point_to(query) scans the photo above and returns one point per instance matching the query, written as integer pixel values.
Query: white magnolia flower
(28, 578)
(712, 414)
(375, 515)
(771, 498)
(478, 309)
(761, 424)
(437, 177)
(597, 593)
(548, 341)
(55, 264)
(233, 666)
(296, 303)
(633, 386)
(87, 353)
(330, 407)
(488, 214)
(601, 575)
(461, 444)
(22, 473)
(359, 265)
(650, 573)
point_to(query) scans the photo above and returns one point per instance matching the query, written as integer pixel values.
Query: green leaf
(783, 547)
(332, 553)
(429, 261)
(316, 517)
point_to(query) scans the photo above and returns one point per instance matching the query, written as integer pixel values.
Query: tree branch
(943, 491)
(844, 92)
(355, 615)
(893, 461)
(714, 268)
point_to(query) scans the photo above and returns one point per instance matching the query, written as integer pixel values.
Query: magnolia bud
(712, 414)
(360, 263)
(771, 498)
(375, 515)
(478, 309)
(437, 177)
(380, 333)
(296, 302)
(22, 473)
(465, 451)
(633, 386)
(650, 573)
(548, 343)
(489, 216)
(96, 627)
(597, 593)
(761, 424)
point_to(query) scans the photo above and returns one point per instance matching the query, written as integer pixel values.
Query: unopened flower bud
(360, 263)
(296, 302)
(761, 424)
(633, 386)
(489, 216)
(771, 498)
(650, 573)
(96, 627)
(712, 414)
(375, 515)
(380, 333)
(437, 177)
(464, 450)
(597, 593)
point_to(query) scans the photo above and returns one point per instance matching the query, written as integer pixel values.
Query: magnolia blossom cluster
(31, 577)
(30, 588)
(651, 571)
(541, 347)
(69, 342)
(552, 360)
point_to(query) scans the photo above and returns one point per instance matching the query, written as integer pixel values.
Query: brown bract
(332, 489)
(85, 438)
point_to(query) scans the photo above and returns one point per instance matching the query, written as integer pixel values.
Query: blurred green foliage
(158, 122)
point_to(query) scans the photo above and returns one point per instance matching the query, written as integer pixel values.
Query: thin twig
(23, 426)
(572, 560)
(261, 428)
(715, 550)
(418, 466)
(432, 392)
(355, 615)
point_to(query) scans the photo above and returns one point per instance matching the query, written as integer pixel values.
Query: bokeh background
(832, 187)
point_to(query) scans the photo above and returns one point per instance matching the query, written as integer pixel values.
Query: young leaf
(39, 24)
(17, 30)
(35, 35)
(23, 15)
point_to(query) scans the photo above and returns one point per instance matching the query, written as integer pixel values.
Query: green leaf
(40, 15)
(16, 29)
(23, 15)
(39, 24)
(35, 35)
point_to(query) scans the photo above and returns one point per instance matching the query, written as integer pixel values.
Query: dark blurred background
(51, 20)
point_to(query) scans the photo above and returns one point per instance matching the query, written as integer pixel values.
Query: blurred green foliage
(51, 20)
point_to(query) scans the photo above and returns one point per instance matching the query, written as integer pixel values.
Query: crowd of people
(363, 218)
----
Transcribe every entry verbatim.

point_to(query) scans the photo above and returns one point per instance matching the query, written as integer pixel values.
Query: white magnolia flower
(28, 578)
(712, 414)
(375, 515)
(771, 498)
(478, 309)
(761, 424)
(437, 177)
(597, 593)
(548, 341)
(55, 264)
(233, 666)
(296, 303)
(633, 386)
(87, 353)
(330, 407)
(488, 214)
(601, 575)
(461, 444)
(22, 473)
(359, 265)
(650, 573)
point_to(query) scans the photo above and returns one point per instance matching the query, written as integer pixel values.
Query: green leaf
(783, 547)
(332, 553)
(429, 261)
(316, 517)
point_to(query) scans the photo above and returns one point per instance matching the query, written as integer pixel values.
Query: tree branch
(943, 491)
(844, 92)
(355, 615)
(893, 461)
(714, 268)
point_to(query) scans the photo above and returns one point per instance matching the query, written as integer pixel values.
Query: magnolia bud
(712, 414)
(360, 263)
(771, 498)
(375, 515)
(478, 309)
(437, 177)
(380, 333)
(296, 302)
(22, 473)
(465, 451)
(633, 386)
(650, 573)
(548, 343)
(489, 216)
(96, 627)
(597, 593)
(761, 424)
point_to(query) scans the photo above and returns one point per instance matching the query, written as integer pixel values.
Query: unopened flower bud
(360, 263)
(296, 302)
(761, 424)
(633, 386)
(489, 216)
(771, 498)
(650, 573)
(96, 627)
(712, 414)
(375, 515)
(380, 333)
(437, 177)
(464, 450)
(597, 593)
point_to(query) scans the photo above and returns one point per instance matching the query, written as integer pixel values.
Query: magnolia blossom cluster
(31, 577)
(30, 588)
(651, 571)
(541, 347)
(69, 342)
(552, 360)
point_to(query) scans the photo above and returns one point per instance matching the query, written as integer pixel values.
Query: brown bract
(332, 489)
(85, 438)
point_to(query) scans the photo above and returns one point per instance matching the query, written as integer pixel values.
Query: blurred green foliage
(158, 122)
point_to(query) scans the photo above and returns one point per instance matching the query, written as integer pixel values.
Query: thin twig
(23, 426)
(572, 560)
(261, 428)
(715, 550)
(418, 466)
(432, 392)
(355, 615)
point_to(query) scans the photo above and returns one point per instance matching the query, written as integer pixel values.
Query: bokeh background
(832, 187)
point_to(query) scans the photo above and returns one point per instance matching the query, written as integer pixel values.
Query: young leaf
(39, 24)
(17, 30)
(35, 35)
(23, 15)
point_to(query) scans the photo above and returns one point per instance matching the query, written as integer pixel values.
Query: green leaf
(40, 15)
(16, 29)
(23, 15)
(39, 24)
(35, 35)
point_to(query) scans the photo above and returns one point per instance matching the query, written as integer pixel values.
Query: dark blurred background
(51, 20)
point_to(query) scans the photo above and returns one point per instance matching the query, written as integer pixel values.
Query: blurred green foliage
(51, 20)
point_to(query) scans the photo above and returns one point per instance matching the query, written as integer pixel values.
Query: crowd of people
(363, 218)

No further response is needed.